> Your objective: Repeat the lines between the one containing "You are given an image to analyze." and the one containing "[383,260,397,279]", inclusive, reproducing them verbatim.

> Data excerpts:
+-------+

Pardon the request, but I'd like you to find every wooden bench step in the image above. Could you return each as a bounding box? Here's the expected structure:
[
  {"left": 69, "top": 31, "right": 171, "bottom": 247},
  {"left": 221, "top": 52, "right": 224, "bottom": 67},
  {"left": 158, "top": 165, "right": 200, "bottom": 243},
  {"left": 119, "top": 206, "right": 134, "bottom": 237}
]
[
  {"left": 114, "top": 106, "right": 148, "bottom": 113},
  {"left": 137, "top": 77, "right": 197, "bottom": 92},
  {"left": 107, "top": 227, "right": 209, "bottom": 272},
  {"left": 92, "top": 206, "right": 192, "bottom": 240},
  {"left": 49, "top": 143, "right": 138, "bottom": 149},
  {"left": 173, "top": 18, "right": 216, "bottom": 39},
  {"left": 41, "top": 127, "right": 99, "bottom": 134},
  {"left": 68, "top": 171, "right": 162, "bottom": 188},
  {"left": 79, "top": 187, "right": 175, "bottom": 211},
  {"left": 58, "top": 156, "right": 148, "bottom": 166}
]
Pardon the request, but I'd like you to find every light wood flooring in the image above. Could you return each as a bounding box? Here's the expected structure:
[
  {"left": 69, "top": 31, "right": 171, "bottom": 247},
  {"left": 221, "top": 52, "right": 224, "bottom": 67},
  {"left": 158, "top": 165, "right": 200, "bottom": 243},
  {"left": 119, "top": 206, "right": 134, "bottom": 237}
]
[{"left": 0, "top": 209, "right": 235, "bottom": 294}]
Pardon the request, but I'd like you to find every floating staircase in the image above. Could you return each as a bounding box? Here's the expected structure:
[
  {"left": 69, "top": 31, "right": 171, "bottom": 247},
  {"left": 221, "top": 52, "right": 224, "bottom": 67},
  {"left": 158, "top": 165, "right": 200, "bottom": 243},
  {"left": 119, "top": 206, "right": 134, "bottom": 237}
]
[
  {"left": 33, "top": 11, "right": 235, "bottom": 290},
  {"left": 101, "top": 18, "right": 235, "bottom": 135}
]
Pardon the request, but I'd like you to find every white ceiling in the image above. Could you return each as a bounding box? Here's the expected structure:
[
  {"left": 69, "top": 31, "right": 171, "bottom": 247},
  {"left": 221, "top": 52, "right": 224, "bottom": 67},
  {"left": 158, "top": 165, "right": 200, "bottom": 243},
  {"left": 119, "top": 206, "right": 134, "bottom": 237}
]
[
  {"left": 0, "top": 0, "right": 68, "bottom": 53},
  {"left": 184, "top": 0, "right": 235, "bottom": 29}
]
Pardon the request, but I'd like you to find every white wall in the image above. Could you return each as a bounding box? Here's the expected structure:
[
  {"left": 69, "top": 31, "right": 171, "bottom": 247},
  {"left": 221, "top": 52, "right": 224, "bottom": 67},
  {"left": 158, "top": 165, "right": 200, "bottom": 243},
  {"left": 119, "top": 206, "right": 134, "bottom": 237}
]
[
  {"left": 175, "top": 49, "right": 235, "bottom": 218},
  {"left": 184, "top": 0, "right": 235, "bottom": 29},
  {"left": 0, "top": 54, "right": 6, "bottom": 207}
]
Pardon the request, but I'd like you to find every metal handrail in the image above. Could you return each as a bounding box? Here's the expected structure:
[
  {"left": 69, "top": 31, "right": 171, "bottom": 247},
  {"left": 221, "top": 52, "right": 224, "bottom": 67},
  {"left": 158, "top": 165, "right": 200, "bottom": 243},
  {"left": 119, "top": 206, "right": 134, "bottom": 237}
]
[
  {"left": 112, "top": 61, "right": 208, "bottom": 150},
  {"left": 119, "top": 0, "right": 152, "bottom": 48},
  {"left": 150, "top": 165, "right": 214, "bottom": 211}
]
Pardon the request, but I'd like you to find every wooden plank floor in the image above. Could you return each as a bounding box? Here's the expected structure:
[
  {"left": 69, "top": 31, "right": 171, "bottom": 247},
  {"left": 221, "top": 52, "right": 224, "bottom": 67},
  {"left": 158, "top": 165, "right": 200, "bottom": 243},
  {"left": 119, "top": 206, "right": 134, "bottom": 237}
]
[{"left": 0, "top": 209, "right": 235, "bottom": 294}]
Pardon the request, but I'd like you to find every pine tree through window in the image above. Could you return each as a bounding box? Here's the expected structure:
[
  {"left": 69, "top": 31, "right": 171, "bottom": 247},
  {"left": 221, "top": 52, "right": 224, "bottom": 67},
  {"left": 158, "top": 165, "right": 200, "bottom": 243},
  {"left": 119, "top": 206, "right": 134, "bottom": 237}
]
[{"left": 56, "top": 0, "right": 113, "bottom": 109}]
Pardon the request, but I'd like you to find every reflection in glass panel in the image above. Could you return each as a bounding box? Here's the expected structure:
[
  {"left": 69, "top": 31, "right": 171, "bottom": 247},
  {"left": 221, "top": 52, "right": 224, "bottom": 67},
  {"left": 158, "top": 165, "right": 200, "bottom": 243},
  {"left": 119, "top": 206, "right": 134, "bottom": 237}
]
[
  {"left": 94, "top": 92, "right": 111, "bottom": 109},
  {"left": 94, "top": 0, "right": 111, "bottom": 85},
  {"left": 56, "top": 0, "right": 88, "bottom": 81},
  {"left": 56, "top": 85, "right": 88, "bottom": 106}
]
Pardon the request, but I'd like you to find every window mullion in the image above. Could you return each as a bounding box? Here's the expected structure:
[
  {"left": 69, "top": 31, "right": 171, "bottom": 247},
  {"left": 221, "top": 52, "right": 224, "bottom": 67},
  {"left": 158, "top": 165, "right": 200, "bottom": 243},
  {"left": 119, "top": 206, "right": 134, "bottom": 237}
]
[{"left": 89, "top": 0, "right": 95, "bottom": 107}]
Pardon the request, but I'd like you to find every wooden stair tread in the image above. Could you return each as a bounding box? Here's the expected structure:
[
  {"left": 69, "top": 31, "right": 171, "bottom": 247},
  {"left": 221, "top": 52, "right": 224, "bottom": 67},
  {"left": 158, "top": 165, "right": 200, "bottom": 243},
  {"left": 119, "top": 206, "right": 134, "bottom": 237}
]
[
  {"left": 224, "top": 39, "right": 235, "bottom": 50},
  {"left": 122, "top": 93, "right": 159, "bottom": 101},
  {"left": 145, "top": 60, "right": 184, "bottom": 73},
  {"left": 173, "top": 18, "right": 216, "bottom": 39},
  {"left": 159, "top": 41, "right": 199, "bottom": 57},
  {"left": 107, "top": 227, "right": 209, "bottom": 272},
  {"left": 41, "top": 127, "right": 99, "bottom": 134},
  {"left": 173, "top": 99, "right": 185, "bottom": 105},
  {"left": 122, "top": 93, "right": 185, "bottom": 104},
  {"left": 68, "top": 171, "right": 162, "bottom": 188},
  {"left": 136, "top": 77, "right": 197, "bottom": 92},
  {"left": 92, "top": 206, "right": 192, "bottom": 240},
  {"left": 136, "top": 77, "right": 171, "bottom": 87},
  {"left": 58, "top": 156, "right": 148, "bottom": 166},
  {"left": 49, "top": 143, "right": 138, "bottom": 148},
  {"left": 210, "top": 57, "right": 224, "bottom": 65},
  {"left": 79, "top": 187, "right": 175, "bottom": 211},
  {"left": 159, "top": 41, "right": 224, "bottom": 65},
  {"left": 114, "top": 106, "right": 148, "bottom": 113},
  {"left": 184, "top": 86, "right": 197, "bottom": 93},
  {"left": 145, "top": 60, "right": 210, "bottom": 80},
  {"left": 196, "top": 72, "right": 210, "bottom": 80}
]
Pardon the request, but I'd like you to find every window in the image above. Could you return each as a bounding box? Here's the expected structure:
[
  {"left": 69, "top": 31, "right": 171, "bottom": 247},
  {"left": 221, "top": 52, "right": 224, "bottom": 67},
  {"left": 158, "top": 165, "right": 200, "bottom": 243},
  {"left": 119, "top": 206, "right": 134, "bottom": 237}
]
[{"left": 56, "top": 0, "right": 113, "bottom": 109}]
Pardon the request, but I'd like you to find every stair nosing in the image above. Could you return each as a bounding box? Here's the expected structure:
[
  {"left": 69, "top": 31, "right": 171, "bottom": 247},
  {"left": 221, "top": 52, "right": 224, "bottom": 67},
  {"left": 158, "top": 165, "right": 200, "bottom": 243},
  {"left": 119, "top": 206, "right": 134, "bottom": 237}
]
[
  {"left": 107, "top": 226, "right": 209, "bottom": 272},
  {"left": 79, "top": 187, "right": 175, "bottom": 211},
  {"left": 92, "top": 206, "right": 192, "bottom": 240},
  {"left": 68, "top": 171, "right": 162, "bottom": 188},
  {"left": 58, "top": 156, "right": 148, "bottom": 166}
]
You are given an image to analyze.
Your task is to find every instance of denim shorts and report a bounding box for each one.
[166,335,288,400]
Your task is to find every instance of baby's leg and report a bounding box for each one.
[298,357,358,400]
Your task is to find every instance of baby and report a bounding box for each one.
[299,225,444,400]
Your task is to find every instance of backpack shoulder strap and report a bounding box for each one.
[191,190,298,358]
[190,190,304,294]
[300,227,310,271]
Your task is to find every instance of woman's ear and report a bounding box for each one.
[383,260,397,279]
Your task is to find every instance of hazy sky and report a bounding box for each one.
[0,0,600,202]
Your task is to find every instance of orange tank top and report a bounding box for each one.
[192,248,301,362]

+-------+

> Final answer:
You are given an image to analyze.
Your task is to find every instance of denim shorts and report a bounding box for each one.
[166,335,288,400]
Your task is to find every instance of baby's leg and report a bounding box for each one.
[298,357,358,400]
Your task is to find every instance of baby and report a bounding box for each one.
[299,225,444,400]
Your task is to find every instance of backpack shoulder strap and report a bounding box for each one.
[191,190,298,358]
[190,190,304,294]
[300,227,310,271]
Your task is to find every instance of woman's ear and report a bounding box for each one.
[383,260,397,279]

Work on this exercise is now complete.